(Dataset excerpt)
=-=-=-=-=
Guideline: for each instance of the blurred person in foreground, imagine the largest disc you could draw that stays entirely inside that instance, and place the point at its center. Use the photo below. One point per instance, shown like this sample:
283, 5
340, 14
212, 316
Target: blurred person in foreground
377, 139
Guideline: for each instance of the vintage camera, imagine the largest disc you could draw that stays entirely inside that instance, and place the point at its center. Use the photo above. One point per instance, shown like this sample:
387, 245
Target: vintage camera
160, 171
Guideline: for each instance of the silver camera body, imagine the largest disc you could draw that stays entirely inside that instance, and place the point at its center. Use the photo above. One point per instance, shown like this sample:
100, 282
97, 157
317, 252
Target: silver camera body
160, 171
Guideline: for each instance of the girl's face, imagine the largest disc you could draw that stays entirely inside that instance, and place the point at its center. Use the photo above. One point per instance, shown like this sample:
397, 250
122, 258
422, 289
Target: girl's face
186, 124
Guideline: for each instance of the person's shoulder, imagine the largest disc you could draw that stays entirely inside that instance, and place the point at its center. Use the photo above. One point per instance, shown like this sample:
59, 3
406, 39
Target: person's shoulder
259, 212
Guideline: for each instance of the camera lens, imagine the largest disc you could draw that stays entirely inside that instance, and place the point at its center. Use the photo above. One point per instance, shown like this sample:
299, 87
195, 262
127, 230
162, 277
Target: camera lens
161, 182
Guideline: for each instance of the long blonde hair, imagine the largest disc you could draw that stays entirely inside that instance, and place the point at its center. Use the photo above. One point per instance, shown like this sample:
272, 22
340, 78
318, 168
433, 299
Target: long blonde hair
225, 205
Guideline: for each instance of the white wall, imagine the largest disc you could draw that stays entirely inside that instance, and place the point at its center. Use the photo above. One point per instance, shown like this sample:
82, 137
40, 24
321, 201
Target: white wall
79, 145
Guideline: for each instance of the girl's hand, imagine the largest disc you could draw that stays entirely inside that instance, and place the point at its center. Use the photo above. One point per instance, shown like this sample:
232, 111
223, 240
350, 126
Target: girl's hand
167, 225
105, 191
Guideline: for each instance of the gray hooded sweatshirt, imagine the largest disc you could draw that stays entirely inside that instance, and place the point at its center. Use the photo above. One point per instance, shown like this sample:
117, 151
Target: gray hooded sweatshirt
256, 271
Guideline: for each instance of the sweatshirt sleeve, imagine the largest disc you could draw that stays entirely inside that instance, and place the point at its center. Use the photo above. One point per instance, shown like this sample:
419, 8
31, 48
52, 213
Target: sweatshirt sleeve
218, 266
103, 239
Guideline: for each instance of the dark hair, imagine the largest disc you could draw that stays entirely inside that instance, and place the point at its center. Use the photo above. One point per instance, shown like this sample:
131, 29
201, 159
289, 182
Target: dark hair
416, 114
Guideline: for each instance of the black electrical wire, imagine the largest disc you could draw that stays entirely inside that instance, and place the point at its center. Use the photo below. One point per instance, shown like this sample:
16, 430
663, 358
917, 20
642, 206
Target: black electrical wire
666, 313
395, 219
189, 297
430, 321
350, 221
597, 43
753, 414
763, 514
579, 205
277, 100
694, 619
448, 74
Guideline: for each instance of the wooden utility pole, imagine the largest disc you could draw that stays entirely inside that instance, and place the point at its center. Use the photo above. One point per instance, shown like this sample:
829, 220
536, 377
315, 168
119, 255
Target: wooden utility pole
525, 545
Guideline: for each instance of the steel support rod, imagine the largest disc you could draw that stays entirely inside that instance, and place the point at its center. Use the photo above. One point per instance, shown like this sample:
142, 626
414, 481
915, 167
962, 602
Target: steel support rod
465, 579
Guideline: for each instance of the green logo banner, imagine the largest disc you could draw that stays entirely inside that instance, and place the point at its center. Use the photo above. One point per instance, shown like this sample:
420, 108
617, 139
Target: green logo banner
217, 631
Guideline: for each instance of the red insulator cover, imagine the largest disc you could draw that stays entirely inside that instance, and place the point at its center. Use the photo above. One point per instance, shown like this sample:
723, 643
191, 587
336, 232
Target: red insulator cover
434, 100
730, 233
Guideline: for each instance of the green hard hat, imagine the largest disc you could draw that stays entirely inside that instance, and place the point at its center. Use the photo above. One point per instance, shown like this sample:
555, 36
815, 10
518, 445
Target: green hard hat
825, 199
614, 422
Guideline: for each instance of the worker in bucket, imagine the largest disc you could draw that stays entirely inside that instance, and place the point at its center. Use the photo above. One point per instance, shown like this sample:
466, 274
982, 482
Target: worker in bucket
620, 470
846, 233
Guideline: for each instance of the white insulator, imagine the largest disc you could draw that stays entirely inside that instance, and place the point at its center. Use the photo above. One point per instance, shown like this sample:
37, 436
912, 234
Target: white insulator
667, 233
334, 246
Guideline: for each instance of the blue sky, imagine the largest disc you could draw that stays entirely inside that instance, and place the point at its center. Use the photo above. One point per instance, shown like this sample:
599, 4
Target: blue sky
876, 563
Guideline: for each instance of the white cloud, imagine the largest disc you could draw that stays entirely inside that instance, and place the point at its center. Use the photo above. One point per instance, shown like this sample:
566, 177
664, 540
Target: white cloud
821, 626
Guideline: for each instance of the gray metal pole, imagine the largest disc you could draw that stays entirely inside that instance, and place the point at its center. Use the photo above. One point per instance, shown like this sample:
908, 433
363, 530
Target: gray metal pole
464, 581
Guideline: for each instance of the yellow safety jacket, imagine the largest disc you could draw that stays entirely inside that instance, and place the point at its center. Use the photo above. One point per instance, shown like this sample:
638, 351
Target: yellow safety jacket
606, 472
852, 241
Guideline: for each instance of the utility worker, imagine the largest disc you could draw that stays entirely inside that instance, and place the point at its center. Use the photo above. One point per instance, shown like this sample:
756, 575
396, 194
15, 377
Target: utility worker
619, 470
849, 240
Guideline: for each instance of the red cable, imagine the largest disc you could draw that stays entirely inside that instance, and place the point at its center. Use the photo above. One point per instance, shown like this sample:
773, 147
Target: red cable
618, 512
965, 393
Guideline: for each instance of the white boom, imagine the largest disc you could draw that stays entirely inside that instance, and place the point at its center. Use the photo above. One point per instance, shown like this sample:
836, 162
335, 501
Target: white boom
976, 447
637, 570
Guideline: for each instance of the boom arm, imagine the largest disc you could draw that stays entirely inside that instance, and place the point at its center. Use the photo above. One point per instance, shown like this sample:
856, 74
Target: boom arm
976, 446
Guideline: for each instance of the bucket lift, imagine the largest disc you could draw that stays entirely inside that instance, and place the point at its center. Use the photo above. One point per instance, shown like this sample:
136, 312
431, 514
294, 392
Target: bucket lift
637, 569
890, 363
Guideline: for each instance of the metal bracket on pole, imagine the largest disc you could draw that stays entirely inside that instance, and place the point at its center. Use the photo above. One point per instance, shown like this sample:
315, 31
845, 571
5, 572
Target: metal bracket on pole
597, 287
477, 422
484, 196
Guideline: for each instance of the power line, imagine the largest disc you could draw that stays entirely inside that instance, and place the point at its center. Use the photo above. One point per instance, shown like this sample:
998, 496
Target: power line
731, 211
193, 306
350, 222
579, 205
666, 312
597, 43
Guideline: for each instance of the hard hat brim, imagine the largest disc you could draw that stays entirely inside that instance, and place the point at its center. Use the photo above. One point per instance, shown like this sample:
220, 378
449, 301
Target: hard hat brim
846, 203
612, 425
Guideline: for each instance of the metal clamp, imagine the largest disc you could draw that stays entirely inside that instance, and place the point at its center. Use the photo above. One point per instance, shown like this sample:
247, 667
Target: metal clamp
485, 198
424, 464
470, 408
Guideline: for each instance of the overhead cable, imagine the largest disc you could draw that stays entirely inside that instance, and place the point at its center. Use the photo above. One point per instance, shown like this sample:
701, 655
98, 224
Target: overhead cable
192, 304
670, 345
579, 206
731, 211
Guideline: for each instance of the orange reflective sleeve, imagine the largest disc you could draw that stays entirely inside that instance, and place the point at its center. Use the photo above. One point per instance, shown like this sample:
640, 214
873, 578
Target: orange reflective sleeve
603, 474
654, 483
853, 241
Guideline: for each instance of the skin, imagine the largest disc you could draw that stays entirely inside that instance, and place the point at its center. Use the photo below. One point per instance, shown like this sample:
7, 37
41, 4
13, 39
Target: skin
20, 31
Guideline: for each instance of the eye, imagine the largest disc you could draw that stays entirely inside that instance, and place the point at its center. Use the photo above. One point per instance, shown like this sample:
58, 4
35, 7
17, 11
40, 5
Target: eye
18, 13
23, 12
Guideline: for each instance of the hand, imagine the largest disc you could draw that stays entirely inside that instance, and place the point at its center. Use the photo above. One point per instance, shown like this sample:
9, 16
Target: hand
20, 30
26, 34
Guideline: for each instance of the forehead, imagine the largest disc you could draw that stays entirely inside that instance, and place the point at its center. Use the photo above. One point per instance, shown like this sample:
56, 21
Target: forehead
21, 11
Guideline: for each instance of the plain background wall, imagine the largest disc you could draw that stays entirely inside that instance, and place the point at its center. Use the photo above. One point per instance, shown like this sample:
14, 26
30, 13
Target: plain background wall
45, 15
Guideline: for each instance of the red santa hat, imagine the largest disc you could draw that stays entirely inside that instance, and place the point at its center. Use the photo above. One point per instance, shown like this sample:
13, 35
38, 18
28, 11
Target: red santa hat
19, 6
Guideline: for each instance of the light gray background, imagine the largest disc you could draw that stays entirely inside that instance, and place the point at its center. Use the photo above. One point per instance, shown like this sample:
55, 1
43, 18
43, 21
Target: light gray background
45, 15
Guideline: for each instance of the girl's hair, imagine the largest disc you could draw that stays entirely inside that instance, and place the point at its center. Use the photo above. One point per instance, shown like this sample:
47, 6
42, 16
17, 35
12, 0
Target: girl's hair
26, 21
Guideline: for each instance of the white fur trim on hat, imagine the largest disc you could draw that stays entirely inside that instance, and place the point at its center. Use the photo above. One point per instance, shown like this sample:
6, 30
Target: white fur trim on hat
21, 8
=-=-=-=-=
** AIM OF THE TASK **
Could you retype the listing word for word, beginning with the line that contains "Guideline: for each instance of the girl's hair, imagine" and continuing through the last line of the listing, both included?

** OUTPUT FOR THIS EXERCISE **
Guideline: for each instance of the girl's hair, imagine the largest disc you could draw that stays entirely inside that instance, and place the point at its center. Use the photo above. One point per instance, shown like this sample:
47, 6
42, 16
17, 35
12, 0
Target: girl's hair
26, 21
Guideline: for each instance of the white fur trim on hat, imagine the largest disc you could draw that stays entirely inside that instance, and place the point at its center. Use the photo above. One point per instance, shown like this sample:
6, 30
Target: white fur trim on hat
21, 8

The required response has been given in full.